Well, to be fair to him, Qureshi had, earlier, done his part of injecting some sweetness into long-estranged neighbourly relations by allowing Swaraj’s special flight to Bishkek, from Delhi, to overfly Pakistani territory. Pakistan has had its airspace closed for overflights from India since the February 26 spat between the two neighbours on Balakot. India had claimed to have breached Pakistan’s security by attacking a so-called terrorist training site in Balakot, inside Pakistan. The claim was contested by Pakistan. But Pakistan clamped down a precautionary ban for overflights and has, ever since, kept it in place.

But much more than the optics of the picture, it was the timing of the two ministers’ casual encounter that triggered a train of speculation in Pakistan.

Their meeting took place only a day before the official announcement of the weeks-long Indian elections’ result by the Indian Election Commission. By then, exit polls in India were confidently predicting a triumphal encore for Modi and his BJP. 

Armed with that foreknowledge, pundits in Pakistan literally went to town and lost no time in articulating their optimism that Modi: 2—meaning Modi’s second stint in power—would be more inclined to repair torn fences with Pakistan. They pointed to Swaraj’s ‘sweet-package’ for Qureshi as harbinger of a more friendly Modi.

• Source data
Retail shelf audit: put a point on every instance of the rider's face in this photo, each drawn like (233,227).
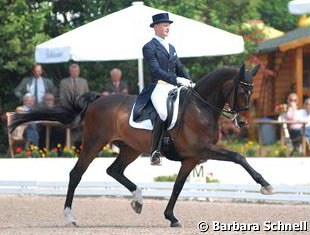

• Prompt 1
In the excerpt on India–Pakistan relations, rewrite the paragraph beginning "Well, to be fair to him, Qureshi had" more briefly, keeping its main facts.
• Prompt 2
According to the excerpt on India–Pakistan relations, what were exit polls in India predicting by the time the two ministers met?

• Worked solution 1
Qureshi had earlier eased long-strained relations by letting Swaraj's special flight from Delhi to Bishkek cross Pakistani airspace. Pakistan had closed that airspace to flights from India after the February 26 Balakot clash. India had claimed to have struck a terrorist training site in Balakot, inside Pakistan, which Pakistan disputed. Pakistan imposed the overflight ban as a precaution and has kept it in place ever since.

• Worked solution 2
They were confidently predicting a triumphal encore for Modi and his BJP.